Set exercise 1 = Write out the records from their first line through the line that contains "(58, 191), (67, 203)", including both ends, and leave the pictures out of your answer.

===== Passage to read =====

The sampled representative data are combined to generate training
data for processing predictive analytics.
[0043] One or more embodiments provide an efficient data sampling
strategy across three layers (storage, files [metadata, content],
and applications), in order to train an effective prediction model
for data (e.g., business data) relevance classification (e.g.,
confidential data, non-confidential data, etc.). In one embodiment,
an efficient data sampling strategy for business data relevance
classification advises and identifies the sample data that may be
used for ML training in order to create rules for making
cloud-readiness predictions for data migration. The in-depth
scanning of file content to identify data confidentiality is a very
system "costly" operation regarding memory usage and processing
time, especially, when the file size and total number of files are
extremely large-scale. One or more embodiments reduces memory usage
and processing latency for the classification problem through a
predictive analytics approach. In one embodiment, the prediction
model (e.g., ML process) is trained by using features across
storage infrastructure metrics, file metadata, and applications,
which are much easier and faster to obtain, when comparing with the
processing of entire file content. In one embodiment, a key issue
of training an ML prediction model is to have a training data set
that could well present the characteristics of the feature space,
while the procurement "cost" of memory usage and processing latency
should be within predetermined thresholds or bounds.
[0044] One or more embodiments employ a clustering-based sampling
component to group data points into clusters across three layers
(storage infrastructure metrics, file metadata, and applications).
Representative points are selected from each cluster. In one
embodiment, the corresponding file content of each point is
processed in order to determine its confidentiality label. The
union of these points comprise the initial training set. In one
embodiment, a progressive sampling component gradually increases
the sampling size in each cluster until no further prediction
accuracy improvement is observed.
[0045] FIG. 3 is a block diagram illustrating a processing system
300 (e.g., a computing system hardware processor device, a
multiprocessor, compilation system processor, etc.) for sampling
processing for data relevance classification to identify ML
training data that is sampled across an entire stack for
cloud-readiness determinations, according to one embodiment. In one
embodiment, the processing system 300 includes a clustering
processor 310, a sampling processor 315, an ML processor 320, a
memory device(s) 325 and a storage processor 330. In one
embodiment, the processing system 300 is connected with one or more
memory devices 325 (e.g., storage disk devices, storage systems,
etc.).

===== Dataset records =====

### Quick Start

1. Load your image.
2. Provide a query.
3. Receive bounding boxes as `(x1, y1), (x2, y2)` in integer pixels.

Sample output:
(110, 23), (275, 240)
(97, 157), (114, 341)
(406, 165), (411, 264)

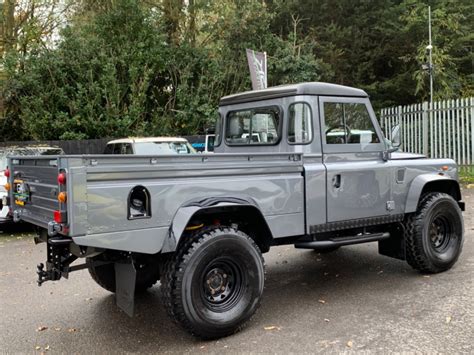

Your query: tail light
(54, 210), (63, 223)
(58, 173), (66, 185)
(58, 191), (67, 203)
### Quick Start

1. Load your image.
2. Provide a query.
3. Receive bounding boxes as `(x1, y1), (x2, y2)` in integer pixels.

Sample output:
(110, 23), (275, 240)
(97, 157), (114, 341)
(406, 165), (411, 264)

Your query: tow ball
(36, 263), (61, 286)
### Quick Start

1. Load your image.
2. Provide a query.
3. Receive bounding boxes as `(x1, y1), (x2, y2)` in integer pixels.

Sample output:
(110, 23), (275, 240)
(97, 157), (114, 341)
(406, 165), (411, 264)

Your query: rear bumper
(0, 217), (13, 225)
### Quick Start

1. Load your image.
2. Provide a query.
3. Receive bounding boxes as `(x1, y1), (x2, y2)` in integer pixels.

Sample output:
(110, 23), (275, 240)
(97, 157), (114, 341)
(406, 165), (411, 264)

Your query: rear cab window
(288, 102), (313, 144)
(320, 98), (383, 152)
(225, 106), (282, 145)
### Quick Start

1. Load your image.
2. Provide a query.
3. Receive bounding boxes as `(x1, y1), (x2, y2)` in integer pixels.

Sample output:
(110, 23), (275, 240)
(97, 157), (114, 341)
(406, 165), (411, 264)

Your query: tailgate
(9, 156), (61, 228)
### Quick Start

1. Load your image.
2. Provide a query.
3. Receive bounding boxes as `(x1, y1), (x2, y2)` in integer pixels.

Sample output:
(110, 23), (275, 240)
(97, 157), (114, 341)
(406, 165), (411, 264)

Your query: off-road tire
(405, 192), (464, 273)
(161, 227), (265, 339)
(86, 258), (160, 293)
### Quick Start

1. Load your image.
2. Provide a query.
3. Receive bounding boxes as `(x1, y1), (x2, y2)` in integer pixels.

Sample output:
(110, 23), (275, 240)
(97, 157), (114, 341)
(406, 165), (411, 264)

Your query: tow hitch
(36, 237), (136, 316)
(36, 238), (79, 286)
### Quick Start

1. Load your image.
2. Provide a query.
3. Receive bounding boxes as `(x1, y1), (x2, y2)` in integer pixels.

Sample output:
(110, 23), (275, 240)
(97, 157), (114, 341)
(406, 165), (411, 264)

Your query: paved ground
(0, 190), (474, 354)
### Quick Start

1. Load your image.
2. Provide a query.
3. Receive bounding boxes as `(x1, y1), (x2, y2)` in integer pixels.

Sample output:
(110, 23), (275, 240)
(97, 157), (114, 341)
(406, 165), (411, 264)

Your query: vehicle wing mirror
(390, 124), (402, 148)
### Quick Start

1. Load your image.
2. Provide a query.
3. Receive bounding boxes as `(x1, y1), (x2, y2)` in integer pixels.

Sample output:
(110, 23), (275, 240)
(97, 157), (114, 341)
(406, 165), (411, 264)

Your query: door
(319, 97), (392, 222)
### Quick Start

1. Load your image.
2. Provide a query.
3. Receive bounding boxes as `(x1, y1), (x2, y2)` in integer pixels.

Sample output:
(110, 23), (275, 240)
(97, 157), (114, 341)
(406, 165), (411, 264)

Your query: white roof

=====

Set exercise 2 = In the passage on data sampling, what does the progressive sampling component gradually increase, and when does it stop?

Complete answer 1 =
### Quick Start

1. Load your image.
2. Provide a query.
3. Receive bounding boxes as `(x1, y1), (x2, y2)` in integer pixels.

Sample output:
(110, 23), (275, 240)
(97, 157), (114, 341)
(406, 165), (411, 264)


Your query: tail light
(54, 210), (63, 223)
(58, 173), (66, 185)
(58, 191), (67, 203)

Complete answer 2 = It gradually increases the sampling size in each cluster until no further prediction accuracy improvement is observed.